◆ BRIEF:
From the passage below on California power outages and lithium-ion battery fires, answer:
1. How much in public funds have California state agencies earmarked for electric vehicles?
2. What range of hydrogen fluoride amounts, per watt-hour of nominal battery energy capacity, was detected from the burning Li-ion batteries?
3. How much hydrogen fluoride would a 100 kWh battery system release if the amounts were extrapolated?

◆ SUPPLIED PASSAGE:
::::::::::

Unlike third-world blackouts, critical California operations such as medical facilities are all equipped with backup generators for times of outage. But residents who rely on electricity to power medical devices are at great risk. And EV owners may find themselves stranded.
[...]
As for those electric vehicles that various California state agencies have earmarked $2.46 billion in public funds for—the state might do better to spend that money on some plan to keep the lights on. If that thought is not palatable enough for Californians, the state could earmark those funds as a way to keep those EVs charged.

California's Electric Vehicle Dream Is Turning Into A Nightmare
Despite accumulating setbacks, Tesla's latest earnings report indicated a surprisingly good quarter:

Here's what every major Wall Street analyst is saying about Tesla's surprisingly good quarter
 

Woodsman

The Living Force
FOTCM Member
I just did some reading on Lithium Ion battery fires.

Hydrogen Fluoride gas, a major component ash given off when Lithium burns is nasty stuff! It's both corrosive as well as poisonous; apparently it burns without pain because it neutralizes nerve endings very quickly. I'd hate to get a lungful of that!

This study covered a broad range of commercial Li-ion battery cells with different chemistry, cell design and size and included large-sized automotive-classed cells, undergoing fire tests. The method was successful in evaluating fluoride gas emissions for a large variety of battery types and for various test setups.

Significant amounts of HF, ranging between 20 and 200 mg/Wh of nominal battery energy capacity, were detected from the burning Li-ion batteries. The measured HF levels, verified using two independent measurement methods, indicate that HF can pose a serious toxic threat, especially for large Li-ion batteries and in confined environments. The amounts of HF released from burning Li-ion batteries are presented as mg/Wh. If extrapolated for large battery packs the amounts would be 2–20 kg for a 100 kWh battery system, e.g. an electric vehicle and 20–200 kg for a 1000 kWh battery system, e.g. a small stationary energy storage. The immediate dangerous to life or health (IDLH) level for HF is 0.025 g/m3 (30 ppm)22 and the lethal 10 minutes HF toxicity value (AEGL-3) is 0.0139 g/m3 (170 ppm)23. The release of hydrogen fluoride from a Li-ion battery fire can therefore be a severe risk and an even greater risk in confined or semi-confined spaces.

::::::::::

◆ DATA:
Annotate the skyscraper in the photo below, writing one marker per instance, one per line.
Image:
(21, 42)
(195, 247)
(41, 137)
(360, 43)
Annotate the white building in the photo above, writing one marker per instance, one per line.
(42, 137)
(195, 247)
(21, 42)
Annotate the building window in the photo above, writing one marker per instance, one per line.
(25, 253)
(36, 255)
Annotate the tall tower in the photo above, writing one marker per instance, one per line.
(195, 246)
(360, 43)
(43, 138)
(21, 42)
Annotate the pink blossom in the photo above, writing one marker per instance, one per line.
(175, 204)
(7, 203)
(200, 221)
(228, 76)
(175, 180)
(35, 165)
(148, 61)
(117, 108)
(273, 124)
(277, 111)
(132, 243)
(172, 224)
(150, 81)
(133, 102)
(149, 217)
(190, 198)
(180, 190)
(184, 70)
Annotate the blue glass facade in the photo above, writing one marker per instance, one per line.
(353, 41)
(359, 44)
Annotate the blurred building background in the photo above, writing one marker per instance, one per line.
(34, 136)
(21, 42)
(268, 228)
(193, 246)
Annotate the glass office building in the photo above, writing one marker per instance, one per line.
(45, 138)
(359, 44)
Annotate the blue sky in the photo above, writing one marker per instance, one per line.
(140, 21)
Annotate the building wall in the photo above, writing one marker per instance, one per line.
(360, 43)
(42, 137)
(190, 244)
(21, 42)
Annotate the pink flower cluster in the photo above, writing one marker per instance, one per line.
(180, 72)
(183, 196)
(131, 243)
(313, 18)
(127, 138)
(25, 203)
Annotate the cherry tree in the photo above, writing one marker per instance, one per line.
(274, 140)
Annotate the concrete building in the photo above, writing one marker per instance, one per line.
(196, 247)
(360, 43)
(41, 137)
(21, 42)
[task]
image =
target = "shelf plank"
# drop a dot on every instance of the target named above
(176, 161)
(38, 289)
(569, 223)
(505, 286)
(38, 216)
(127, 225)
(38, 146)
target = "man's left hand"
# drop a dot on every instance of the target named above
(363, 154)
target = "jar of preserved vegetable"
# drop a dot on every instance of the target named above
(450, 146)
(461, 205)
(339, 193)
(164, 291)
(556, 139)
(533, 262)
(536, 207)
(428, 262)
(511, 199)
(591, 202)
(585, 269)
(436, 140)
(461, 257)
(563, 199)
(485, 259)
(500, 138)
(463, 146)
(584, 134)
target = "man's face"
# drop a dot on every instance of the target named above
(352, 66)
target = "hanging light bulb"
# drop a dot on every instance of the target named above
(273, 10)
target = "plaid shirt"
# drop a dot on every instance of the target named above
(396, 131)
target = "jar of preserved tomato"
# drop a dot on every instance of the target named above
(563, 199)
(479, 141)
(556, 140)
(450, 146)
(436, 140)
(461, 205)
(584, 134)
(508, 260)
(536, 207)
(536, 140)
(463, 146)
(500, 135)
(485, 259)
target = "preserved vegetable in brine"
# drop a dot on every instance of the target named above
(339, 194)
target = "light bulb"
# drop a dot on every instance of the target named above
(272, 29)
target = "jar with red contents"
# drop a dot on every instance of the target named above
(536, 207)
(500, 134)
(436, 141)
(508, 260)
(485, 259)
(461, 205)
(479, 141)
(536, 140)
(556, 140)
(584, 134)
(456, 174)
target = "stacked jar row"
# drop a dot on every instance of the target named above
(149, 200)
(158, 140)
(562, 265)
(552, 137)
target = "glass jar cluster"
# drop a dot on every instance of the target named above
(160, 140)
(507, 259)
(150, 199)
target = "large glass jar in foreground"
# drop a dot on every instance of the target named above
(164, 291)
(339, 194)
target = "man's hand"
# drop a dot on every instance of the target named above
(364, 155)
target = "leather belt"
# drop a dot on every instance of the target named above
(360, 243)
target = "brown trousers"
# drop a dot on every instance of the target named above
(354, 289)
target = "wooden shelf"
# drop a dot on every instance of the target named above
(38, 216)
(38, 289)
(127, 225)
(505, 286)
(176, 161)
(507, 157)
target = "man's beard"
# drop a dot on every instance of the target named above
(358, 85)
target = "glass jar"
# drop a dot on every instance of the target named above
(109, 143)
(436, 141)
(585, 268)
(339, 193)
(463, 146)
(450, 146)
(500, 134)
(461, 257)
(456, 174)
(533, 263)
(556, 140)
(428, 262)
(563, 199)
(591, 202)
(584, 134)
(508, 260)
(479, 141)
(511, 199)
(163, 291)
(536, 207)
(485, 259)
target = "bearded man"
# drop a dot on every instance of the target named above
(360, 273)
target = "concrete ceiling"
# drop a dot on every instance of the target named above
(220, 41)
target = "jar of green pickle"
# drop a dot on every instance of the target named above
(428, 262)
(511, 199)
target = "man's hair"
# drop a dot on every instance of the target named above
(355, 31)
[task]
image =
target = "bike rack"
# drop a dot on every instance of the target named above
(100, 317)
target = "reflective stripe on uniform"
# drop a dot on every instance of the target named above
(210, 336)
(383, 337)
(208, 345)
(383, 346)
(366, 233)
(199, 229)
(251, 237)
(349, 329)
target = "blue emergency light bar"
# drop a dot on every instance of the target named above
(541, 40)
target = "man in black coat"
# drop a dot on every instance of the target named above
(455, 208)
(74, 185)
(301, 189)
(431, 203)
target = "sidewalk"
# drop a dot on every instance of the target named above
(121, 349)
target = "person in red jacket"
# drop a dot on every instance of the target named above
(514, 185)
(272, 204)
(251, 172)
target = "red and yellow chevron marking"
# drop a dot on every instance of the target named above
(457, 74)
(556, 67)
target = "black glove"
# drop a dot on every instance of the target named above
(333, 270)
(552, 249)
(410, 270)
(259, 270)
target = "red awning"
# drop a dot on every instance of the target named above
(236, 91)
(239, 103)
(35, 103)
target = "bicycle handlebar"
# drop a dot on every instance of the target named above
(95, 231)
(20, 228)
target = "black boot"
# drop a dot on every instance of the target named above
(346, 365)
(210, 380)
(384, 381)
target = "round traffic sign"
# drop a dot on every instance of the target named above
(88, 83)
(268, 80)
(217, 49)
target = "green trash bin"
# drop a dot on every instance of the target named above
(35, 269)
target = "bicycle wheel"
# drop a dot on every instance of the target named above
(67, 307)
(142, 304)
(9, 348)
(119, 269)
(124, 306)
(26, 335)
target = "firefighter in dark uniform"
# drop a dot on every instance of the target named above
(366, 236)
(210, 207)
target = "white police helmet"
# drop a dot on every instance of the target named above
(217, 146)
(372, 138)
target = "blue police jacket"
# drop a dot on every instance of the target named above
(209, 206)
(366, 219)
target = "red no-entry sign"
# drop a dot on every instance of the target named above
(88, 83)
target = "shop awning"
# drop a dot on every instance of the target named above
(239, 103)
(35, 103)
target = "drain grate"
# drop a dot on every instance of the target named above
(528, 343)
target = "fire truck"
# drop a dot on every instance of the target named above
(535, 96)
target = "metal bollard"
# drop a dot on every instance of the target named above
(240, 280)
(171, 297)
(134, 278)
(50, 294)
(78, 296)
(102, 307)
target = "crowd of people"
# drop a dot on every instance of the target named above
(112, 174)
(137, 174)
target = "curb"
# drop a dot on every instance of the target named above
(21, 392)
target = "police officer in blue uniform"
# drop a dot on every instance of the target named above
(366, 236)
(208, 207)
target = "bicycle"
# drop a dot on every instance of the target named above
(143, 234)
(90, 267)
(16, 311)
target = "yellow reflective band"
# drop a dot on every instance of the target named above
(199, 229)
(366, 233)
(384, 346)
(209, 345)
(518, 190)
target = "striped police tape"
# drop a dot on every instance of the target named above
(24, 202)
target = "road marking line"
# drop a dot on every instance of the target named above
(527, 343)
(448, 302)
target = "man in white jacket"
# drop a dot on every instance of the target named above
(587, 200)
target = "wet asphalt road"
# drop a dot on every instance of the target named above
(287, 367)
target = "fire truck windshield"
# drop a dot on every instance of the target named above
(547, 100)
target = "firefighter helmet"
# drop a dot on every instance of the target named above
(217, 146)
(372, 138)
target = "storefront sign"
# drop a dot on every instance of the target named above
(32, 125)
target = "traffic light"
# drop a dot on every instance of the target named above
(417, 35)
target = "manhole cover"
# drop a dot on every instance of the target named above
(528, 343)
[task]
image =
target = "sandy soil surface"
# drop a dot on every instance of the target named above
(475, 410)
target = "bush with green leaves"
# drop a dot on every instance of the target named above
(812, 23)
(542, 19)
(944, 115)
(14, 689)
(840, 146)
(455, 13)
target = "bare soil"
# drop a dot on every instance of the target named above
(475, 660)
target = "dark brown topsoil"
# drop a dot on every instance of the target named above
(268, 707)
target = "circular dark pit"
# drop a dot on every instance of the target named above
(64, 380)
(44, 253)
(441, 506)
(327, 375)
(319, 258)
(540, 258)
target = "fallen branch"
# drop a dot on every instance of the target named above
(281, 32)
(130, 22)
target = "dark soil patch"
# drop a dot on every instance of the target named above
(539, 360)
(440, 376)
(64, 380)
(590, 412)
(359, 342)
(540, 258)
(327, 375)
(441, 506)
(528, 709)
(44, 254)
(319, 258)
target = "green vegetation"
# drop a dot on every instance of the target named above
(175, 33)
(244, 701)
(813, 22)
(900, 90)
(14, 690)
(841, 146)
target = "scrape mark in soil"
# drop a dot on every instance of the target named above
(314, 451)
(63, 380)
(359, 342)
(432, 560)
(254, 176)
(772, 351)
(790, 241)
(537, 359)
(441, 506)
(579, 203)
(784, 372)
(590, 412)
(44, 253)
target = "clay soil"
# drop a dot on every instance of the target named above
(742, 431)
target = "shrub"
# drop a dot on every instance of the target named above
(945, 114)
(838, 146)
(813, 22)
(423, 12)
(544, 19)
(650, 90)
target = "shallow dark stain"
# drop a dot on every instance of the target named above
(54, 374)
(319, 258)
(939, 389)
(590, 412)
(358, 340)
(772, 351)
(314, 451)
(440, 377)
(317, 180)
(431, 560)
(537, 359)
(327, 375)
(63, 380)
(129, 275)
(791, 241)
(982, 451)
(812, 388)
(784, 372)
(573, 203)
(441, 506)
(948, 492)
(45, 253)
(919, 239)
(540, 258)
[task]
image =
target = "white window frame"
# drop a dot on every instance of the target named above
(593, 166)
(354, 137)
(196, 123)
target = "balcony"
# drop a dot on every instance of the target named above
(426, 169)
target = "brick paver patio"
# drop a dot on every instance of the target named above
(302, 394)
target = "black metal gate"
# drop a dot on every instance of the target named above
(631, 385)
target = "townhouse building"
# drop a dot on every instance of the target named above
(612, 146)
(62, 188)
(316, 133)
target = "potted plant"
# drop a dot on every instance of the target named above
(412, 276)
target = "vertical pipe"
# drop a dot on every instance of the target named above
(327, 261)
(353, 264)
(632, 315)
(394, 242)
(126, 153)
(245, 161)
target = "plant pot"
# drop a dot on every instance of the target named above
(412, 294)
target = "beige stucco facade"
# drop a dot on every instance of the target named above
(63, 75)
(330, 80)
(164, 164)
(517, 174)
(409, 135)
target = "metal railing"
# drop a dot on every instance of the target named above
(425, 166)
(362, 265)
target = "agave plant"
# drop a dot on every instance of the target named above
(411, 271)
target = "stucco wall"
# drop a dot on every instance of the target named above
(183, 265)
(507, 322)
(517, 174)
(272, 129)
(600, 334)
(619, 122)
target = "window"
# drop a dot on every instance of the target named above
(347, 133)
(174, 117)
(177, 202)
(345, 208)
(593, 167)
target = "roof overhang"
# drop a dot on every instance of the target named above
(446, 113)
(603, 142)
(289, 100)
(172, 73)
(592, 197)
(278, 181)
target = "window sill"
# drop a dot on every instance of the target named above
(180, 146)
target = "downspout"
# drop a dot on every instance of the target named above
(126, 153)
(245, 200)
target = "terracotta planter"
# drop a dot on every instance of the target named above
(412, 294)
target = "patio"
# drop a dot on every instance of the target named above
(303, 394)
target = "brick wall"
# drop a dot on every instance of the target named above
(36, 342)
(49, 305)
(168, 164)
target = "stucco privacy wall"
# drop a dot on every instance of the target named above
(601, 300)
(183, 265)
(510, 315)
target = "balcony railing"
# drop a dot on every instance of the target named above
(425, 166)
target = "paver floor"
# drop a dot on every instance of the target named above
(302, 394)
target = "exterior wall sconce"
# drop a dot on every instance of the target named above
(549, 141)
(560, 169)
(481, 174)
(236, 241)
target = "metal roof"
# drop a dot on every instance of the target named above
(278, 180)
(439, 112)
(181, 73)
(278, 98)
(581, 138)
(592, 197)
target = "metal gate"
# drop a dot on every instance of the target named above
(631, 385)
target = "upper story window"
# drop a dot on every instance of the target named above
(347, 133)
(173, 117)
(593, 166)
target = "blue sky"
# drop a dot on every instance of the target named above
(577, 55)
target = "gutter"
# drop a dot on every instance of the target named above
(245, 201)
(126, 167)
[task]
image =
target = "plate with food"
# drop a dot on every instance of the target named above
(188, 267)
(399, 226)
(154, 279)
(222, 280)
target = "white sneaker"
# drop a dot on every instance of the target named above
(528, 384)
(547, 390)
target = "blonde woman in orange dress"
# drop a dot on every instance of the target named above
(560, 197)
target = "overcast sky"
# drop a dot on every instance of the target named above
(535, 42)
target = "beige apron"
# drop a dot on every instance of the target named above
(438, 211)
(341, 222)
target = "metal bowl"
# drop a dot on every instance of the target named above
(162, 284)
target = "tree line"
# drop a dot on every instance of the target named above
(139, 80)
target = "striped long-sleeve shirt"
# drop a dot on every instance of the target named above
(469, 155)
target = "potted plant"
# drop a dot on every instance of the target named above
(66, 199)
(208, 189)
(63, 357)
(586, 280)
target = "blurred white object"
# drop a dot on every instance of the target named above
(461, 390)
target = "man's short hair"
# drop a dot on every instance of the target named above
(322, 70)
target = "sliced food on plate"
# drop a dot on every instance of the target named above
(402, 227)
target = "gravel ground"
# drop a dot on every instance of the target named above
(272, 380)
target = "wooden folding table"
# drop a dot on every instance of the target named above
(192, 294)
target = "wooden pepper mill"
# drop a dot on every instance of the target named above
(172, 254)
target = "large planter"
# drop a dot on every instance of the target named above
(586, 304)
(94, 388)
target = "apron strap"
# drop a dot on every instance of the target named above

::::::::::

◆ SOLUTION TO THIS EXERCISE:
1. $2.46 billion
2. Between 20 and 200 mg/Wh
3. 2–20 kg